§ **TASK BRIEF**:
Reproduce word for word the stretch of the entries below from the line containing "Category: field" through the end of the entries, including both of those ends.

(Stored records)
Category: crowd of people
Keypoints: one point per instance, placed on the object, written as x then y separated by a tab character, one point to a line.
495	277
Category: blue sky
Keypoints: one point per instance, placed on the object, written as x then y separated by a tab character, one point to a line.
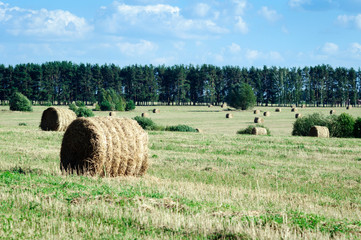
286	33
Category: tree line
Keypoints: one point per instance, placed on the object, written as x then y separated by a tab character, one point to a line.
65	82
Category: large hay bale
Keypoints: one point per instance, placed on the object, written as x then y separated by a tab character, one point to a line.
229	115
258	120
267	114
259	131
56	119
104	146
319	131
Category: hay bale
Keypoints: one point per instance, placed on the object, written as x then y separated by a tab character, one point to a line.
319	131
56	119
258	120
145	114
104	146
259	131
267	114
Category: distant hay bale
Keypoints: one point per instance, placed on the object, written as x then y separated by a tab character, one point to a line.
258	120
56	119
319	131
267	114
104	146
259	131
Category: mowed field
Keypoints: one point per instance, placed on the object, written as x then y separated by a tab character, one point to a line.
211	185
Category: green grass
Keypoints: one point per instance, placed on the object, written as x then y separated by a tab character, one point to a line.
211	185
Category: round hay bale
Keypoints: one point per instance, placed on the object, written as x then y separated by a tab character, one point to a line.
258	120
319	131
145	114
259	131
229	115
104	146
56	119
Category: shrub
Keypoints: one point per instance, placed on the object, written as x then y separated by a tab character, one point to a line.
19	102
302	126
180	128
248	130
84	112
357	128
130	106
344	126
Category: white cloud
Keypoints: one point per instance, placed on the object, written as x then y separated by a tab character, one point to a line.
269	14
330	48
42	23
241	25
143	47
202	9
234	48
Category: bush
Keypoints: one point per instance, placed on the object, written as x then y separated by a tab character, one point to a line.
302	126
248	130
19	102
357	128
343	127
130	106
180	128
84	112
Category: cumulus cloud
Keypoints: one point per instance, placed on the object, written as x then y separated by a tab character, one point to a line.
157	19
329	48
42	23
241	25
269	14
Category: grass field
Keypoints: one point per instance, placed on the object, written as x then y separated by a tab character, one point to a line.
215	185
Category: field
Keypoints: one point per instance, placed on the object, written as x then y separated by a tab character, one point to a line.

§ **TASK RESPONSE**:
Category: field
Keypoints: one point per instance, placed on the object, written as x then y separated by a tab character, one point to a line.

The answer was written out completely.